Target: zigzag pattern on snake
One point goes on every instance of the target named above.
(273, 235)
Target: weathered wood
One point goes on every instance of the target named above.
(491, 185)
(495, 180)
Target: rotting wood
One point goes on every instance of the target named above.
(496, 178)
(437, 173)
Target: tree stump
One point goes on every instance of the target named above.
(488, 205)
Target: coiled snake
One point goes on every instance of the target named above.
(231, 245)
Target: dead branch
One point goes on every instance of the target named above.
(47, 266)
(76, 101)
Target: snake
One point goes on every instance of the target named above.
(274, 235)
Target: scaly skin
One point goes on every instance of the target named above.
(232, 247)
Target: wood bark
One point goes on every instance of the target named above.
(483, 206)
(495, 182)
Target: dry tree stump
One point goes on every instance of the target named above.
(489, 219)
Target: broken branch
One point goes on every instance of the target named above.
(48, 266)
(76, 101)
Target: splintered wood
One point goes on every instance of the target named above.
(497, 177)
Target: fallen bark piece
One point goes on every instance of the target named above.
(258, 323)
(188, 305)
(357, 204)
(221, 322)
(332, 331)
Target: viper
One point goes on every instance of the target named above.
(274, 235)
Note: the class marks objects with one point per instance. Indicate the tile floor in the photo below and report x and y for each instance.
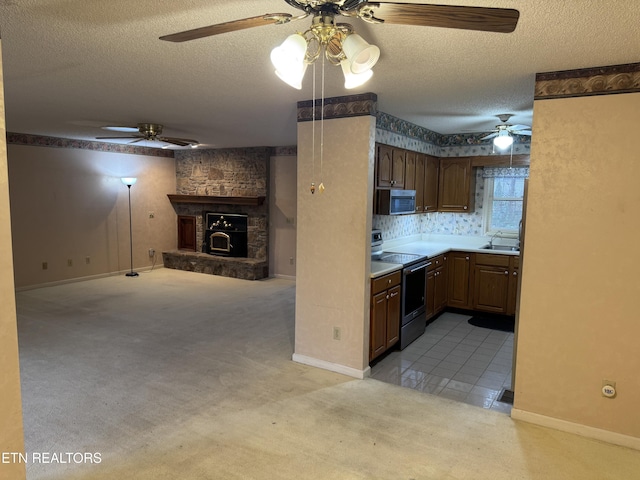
(456, 360)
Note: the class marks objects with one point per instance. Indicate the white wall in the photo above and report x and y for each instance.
(282, 216)
(69, 204)
(578, 321)
(334, 245)
(11, 432)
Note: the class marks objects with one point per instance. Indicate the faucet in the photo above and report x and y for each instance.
(499, 232)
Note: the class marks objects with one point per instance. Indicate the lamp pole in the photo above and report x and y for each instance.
(129, 181)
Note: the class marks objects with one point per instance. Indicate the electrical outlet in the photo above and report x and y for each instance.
(608, 388)
(337, 334)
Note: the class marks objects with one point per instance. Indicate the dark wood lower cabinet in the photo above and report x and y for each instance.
(436, 286)
(459, 275)
(385, 313)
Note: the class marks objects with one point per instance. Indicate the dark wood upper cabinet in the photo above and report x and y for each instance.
(456, 188)
(431, 179)
(419, 183)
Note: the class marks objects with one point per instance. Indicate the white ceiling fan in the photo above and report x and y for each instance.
(151, 132)
(503, 134)
(338, 42)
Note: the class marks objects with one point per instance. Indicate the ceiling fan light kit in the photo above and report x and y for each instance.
(150, 132)
(338, 41)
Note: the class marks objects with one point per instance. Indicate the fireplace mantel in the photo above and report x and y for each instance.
(215, 200)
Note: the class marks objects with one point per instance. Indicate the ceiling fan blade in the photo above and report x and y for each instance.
(226, 27)
(519, 127)
(181, 142)
(501, 20)
(490, 136)
(118, 138)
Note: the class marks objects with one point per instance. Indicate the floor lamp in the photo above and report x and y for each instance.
(128, 181)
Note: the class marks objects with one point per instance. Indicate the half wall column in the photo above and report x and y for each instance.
(333, 234)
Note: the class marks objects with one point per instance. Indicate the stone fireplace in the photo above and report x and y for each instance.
(225, 181)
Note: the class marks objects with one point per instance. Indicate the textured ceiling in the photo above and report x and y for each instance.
(72, 66)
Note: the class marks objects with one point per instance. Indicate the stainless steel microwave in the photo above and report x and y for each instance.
(396, 202)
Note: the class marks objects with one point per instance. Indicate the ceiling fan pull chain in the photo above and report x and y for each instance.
(313, 131)
(321, 186)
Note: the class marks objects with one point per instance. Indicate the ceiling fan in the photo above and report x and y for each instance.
(339, 42)
(503, 134)
(150, 132)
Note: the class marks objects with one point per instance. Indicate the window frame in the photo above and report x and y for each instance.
(488, 209)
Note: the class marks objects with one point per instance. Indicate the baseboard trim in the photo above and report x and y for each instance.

----------

**Work required**
Scan the listing above. Gather each line that contains the word "tree".

**Problem solution**
Target: tree stump
Target: dry tree stump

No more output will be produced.